──────── The records ────────

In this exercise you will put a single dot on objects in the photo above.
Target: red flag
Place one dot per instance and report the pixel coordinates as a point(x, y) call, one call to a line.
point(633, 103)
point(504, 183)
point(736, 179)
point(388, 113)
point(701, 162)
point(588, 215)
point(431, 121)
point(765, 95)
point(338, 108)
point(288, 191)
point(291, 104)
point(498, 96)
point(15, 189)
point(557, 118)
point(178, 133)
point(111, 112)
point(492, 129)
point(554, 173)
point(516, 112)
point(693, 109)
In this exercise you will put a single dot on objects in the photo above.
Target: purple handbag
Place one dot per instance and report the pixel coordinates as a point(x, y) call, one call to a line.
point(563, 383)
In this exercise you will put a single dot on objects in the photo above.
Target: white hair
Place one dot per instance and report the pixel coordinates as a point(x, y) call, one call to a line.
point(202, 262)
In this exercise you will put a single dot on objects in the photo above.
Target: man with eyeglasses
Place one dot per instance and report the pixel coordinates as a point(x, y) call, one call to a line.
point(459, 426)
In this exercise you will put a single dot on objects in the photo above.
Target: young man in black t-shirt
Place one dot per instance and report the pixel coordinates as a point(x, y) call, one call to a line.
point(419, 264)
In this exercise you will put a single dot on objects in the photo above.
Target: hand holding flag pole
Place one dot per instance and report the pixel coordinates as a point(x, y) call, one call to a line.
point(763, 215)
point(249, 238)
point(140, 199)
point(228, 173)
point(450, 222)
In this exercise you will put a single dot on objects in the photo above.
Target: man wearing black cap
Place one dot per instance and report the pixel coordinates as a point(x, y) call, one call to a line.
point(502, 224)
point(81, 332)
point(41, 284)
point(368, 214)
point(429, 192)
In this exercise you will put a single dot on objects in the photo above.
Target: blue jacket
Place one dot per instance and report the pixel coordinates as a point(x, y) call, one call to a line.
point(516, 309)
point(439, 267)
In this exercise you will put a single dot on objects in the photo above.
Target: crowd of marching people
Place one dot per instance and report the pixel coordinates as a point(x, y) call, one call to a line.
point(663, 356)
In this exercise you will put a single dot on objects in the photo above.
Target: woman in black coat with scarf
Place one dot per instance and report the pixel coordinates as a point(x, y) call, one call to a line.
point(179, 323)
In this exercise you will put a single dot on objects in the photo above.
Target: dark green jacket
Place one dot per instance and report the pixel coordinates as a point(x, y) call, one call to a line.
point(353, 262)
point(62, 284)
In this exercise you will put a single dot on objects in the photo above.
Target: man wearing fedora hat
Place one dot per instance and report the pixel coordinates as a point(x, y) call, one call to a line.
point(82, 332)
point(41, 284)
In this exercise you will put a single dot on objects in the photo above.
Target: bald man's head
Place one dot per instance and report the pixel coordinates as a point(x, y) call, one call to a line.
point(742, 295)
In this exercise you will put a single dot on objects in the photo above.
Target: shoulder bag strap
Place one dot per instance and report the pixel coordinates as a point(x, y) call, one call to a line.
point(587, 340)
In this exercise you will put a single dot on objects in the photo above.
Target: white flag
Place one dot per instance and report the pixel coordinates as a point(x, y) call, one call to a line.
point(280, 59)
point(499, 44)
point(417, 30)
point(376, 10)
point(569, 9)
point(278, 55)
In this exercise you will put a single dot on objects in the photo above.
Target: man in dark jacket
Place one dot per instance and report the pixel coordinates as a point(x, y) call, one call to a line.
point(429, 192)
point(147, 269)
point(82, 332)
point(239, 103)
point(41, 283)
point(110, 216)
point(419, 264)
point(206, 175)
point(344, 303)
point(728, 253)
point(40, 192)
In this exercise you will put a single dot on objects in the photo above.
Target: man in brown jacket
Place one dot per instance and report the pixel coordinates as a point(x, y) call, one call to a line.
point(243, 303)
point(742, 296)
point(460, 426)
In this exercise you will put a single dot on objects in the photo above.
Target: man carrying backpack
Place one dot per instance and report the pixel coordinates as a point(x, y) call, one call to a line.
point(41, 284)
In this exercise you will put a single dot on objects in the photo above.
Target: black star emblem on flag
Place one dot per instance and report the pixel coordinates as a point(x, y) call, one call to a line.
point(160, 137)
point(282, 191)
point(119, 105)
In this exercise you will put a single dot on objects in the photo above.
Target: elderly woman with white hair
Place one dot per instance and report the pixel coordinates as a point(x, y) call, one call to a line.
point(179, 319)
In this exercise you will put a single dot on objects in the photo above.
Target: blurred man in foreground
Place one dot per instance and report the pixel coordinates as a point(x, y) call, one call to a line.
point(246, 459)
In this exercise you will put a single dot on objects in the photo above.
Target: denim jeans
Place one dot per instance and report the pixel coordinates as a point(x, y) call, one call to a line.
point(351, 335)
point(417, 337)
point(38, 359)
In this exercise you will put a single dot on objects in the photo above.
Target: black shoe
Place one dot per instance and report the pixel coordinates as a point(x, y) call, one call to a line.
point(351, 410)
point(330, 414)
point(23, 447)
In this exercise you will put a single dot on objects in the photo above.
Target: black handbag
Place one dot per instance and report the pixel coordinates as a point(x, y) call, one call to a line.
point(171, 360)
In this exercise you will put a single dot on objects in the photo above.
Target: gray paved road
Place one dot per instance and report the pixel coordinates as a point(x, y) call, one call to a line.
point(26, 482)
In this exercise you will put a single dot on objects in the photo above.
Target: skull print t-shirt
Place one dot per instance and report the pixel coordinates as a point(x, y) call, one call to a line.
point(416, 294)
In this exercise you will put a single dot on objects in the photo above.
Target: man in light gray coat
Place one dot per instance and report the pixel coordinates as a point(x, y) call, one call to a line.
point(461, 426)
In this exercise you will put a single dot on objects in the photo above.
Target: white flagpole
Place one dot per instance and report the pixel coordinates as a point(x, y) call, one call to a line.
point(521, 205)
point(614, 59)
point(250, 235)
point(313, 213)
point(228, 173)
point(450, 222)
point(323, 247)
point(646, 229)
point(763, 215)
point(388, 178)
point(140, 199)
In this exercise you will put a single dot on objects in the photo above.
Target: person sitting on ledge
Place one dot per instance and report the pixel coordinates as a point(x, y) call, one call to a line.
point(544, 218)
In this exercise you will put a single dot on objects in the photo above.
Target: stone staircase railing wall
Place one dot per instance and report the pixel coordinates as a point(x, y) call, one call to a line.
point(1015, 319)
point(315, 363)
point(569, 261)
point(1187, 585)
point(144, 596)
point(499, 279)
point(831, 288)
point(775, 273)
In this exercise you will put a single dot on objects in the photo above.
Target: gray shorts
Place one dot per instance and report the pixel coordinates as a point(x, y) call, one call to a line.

────────

→ **Set task**
Copy out the whole listing exactly; please set it all down.

→ **Task answer**
In this exercise you will put a single dot on objects in the photo above.
Target: red flag
Place one dot per instance and report the pixel coordinates as a point(x, y) call, one call to a line.
point(633, 103)
point(504, 183)
point(736, 179)
point(388, 113)
point(701, 162)
point(588, 215)
point(431, 121)
point(765, 95)
point(338, 108)
point(288, 191)
point(291, 104)
point(498, 96)
point(15, 189)
point(557, 118)
point(178, 133)
point(111, 112)
point(492, 129)
point(554, 173)
point(516, 112)
point(693, 109)
In this exercise you will put a single dot on objects in the photo above.
Target: purple handbag
Place one dot per instance and report the pixel coordinates as a point(x, y) call, one call to a line.
point(563, 383)
In this exercise you will put a single dot on objects in the photo above.
Target: white hair
Place one dot per instance and report the pixel coordinates as a point(x, y) call, one call to a line.
point(202, 262)
In this exercise you will put a single dot on objects in the photo above.
Target: man with eyeglasses
Place one dot per instance and report the pixel coordinates as a point(x, y) call, one call to a line.
point(459, 426)
In this exercise you will put a single dot on objects in the photo above.
Target: young man in black t-shirt
Place one dot per instance and report the pixel coordinates as a point(x, y) call, one call to a line.
point(419, 264)
In this exercise you will put a single dot on objects in the photo above.
Target: hand holding flag pole
Place one dot per instance and report the pixel coordinates as a point(x, y) call, one call to a line.
point(763, 215)
point(249, 238)
point(140, 199)
point(228, 173)
point(450, 222)
In this exercise you will put a single dot on objects in the photo above.
Target: man wearing black cap
Place one dot per instance and report the pixel coordinates as a point(x, y) call, one call to a line.
point(502, 224)
point(81, 332)
point(41, 284)
point(368, 214)
point(429, 192)
In this exercise you will put a single dot on objects in the photo above.
Target: blue jacket
Place one dot per instance and report the pixel coordinates as a point(x, y) call, one call to a line.
point(516, 309)
point(439, 267)
In this exercise you will put a single dot on objects in the photo above.
Target: crowd of marching people
Place one dot per instance and report the pixel coordinates as a point(x, y) call, one call to a line.
point(663, 356)
In this exercise you will put a single dot on objects in the photo above.
Target: woman in black coat with scarf
Place one dot per instance and report the pixel coordinates as a point(x, y) call, one call to a line.
point(179, 323)
In this exercise you will put a single dot on objects in the photo above.
Target: dark green jacket
Place one dot per instance and report the pixel coordinates as a point(x, y) call, one call to a line.
point(353, 262)
point(62, 284)
In this exercise you will put a single dot on objects in the photo above.
Target: man wearing fedora hat
Place one dot per instance and report the pixel coordinates as a point(x, y) call, one call to a line.
point(82, 332)
point(41, 284)
In this exercise you will put a single dot on objects in the photo above.
Target: bald man's head
Place one dot per instance and report the pixel coordinates as a point(x, y) call, one call to a line.
point(742, 295)
In this exercise you will put a single dot on objects in the photo above.
Target: shoulder bag strap
Place one dot per instance and report the pixel coordinates as a point(x, y) call, one call to a line.
point(587, 340)
In this exercise you will put a single dot on objects in the photo above.
Target: white flag
Place one dot per instance and report the pixel coordinates as a point(x, y) call, one call to a line.
point(280, 59)
point(499, 44)
point(417, 30)
point(376, 10)
point(569, 9)
point(278, 55)
In this exercise you will put a single dot on objects in the photo above.
Target: man in dark jacket
Place one dot per instance and report the pixel coordinates as a point(x, y) call, one call to a line.
point(429, 192)
point(147, 269)
point(82, 332)
point(239, 103)
point(41, 283)
point(110, 216)
point(419, 264)
point(206, 175)
point(344, 303)
point(728, 253)
point(40, 192)
In this exercise you will put a single dot on objects in the photo above.
Target: man in brown jacket
Place one dot per instance and report the pixel coordinates as a point(x, y) call, one call to a line.
point(243, 303)
point(742, 296)
point(460, 426)
In this exercise you will put a single dot on objects in the photo above.
Target: man carrying backpack
Place one dot per instance and report the pixel coordinates as a point(x, y) call, one call to a line.
point(41, 284)
In this exercise you will put a single dot on objects in the photo above.
Target: black star emblem on flag
Place one dot per instance and report the pixel coordinates as a point(x, y) call, one call to a line.
point(160, 137)
point(282, 191)
point(119, 105)
In this exercise you will put a single dot on objects in the photo above.
Target: elderly woman with white hair
Place one dot per instance and report the pixel coordinates as a point(x, y) call, one call to a line.
point(179, 319)
In this exercise you will put a single dot on objects in the photo above.
Target: blurred man in foreground
Place one dot per instance and report the pixel coordinates as a point(x, y) call, one call to a line.
point(246, 459)
In this exercise you will put a single dot on objects in the photo above.
Target: denim jeans
Place one dot per instance and report the pixel coordinates as a point(x, y) call, one call to a line.
point(351, 335)
point(417, 337)
point(38, 359)
In this exercise you will put a single dot on objects in the photo above.
Target: black shoe
Place one dot per instance and report the pixel coordinates as a point(x, y) call, one call to a line.
point(351, 410)
point(330, 414)
point(23, 447)
In this exercise you will put a single dot on objects in the photo above.
Target: black handbag
Place one dot per instance and report the pixel coordinates as a point(x, y) call, one call to a line.
point(171, 360)
In this exercise you will put a single dot on objects in the photo above.
Target: gray paved road
Place one dot per instance and report the pixel coordinates as a point(x, y) call, one call to a line.
point(26, 482)
In this exercise you will put a single dot on objects in the photo above.
Target: skull print t-shirt
Place one dot per instance and report the pixel coordinates as a point(x, y) call, one call to a line.
point(416, 294)
In this exercise you will put a single dot on objects in the photo above.
Target: man in light gray coat
Place one dot per instance and report the pixel coordinates as a point(x, y) call, one call to a line.
point(461, 426)
In this exercise you will put a single dot on objects in the photo above.
Target: white flagpole
Place one dot per instance and report the pixel coordinates as a point(x, y) call, one call to a line.
point(521, 205)
point(614, 59)
point(250, 235)
point(313, 213)
point(228, 173)
point(450, 222)
point(323, 247)
point(646, 229)
point(763, 215)
point(388, 178)
point(140, 199)
In this exercise you will put a single dot on objects in the photo above.
Target: person sitting on ledge
Place one dot per instance and report the pixel coordinates as a point(x, y) call, one call to a line.
point(544, 218)
In this exercise you will put a single dot on objects in the photo above.
Target: stone staircase railing wall
Place one dot per instance and report the pixel coordinates as a point(x, y) call, one call to a line.
point(1015, 319)
point(315, 363)
point(569, 261)
point(1187, 585)
point(144, 596)
point(499, 279)
point(831, 288)
point(775, 273)
In this exercise you will put a single dot on objects in the photo above.
Target: gray shorts
Place one dot per instance and report the pixel coordinates as a point(x, y) call, one call to a line.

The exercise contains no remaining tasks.